--- Given text Enclosed Below ---
Thursday, July 8, 2010

The New Age of Austerity: I can't escape it, even during a snap vacation

On Monday (at my wife's insistence, of course), I loaded the car for a snap vacation (Geez, anything to escape Deforest City's heat and humidity!) and posts about austerity abruptly ended.

(I think it was during such a heat wave that a local writer - short, good-looking; you know the drill - in our boiling city coined the well-known phrase 'I would have got here sooner but I was stuck to the vinyl seats in my van.')

However, the last thing I threw into the back seat was Monday's London Free Press and as soon as I opened it I realized no one will escape The New Age of Austerity.

(It may be a big, long, important age. Note the capital letters!)

Monday's headline: What a watery waste.

Though knee deep in water in Fenelon Falls I learned that Ontarians who draw water from the Great Lakes 'are wasting more than 580 billion litres a year' for four reasons.
--- End of Enclosed Given text ---
--- Dataset entries Enclosed Below ---
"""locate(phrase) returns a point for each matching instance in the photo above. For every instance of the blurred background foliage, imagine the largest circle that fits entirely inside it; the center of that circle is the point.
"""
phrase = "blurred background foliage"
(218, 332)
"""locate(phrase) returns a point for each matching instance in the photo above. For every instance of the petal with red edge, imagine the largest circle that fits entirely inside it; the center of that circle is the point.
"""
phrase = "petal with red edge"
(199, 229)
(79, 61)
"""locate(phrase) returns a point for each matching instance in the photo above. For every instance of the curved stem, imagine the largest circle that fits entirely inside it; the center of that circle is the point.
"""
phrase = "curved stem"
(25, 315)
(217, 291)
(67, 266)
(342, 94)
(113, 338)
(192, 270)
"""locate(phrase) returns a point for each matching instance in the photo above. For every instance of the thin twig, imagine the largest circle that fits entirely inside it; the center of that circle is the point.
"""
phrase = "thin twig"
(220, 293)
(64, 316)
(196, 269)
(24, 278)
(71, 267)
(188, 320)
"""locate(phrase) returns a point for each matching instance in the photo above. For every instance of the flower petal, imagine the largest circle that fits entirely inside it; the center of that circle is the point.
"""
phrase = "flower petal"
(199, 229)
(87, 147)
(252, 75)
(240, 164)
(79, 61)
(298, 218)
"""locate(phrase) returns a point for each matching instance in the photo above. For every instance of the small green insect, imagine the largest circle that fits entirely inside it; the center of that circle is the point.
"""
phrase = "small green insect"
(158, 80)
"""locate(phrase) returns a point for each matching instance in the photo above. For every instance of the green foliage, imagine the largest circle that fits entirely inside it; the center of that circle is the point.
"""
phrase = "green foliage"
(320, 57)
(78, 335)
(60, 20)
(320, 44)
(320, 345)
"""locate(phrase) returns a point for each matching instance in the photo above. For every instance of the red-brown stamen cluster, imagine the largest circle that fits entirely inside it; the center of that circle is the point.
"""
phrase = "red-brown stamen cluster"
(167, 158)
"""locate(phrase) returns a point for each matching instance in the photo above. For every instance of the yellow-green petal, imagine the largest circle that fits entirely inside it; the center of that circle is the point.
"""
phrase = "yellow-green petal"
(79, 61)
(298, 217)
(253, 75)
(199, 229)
--- End of Enclosed Dataset entries ---
- [Tasks to carry out]:
1. Write out the part of the vacation blog post from "(I think it" up to and including "the capital letters!)".
2. In the vacation blog post, what was the headline of Monday's London Free Press?
3. Carry on the vacation blog post about austerity from where it stops.

- [Your responses]:
1.
(I think it was during such a heat wave that a local writer - short, good-looking; you know the drill - in our boiling city coined the well-known phrase 'I would have got here sooner but I was stuck to the vinyl seats in my van.')

However, the last thing I threw into the back seat was Monday's London Free Press and as soon as I opened it I realized no one will escape The New Age of Austerity.

(It may be a big, long, important age. Note the capital letters!)

2. The headline was "What a watery waste."

3.
["Waste not, want not": photos GH]

A recent report suggests we could conserve by doing the following:

- 213 billion litres (a third of the amount listed) by using high-efficiency toilets

- 162 billion by upgrading old washing machines

- 138 billion by reducing lawn watering and buying drought-resistant plants

- 65 billion by using low-flow showerheads

And in my opinion we're just scratching the surface.


["It only looks like we're surrounded by water at times"]

Really, no mention was made of the amount we use washing our cars or rinsing the driveway afterward, taking long showers, keeping golf courses and other sport fields lush or despoiling through the use of pesticides and other toxic chemicals.

Perhaps we should consider the following ideas before The New Age makes them mandatory:

- install a high-efficiency toilet, washing machine and showerhead

- wash the car only on your wedding day

- check out the price of composting toilets, then install one and use it regularly

- forget the grass and plant periwinkle

- play golf the way it was meant to be played, in rough conditions in the Scottish Highlands with a sheep-skin ball filled with your wife's hair (or husband's, if you play for the LPGA)

(Really, we're so spoiled today. If we see a weed we seek a better lie).

***

Tell me these ideas won't save water and fit in with austerity measures.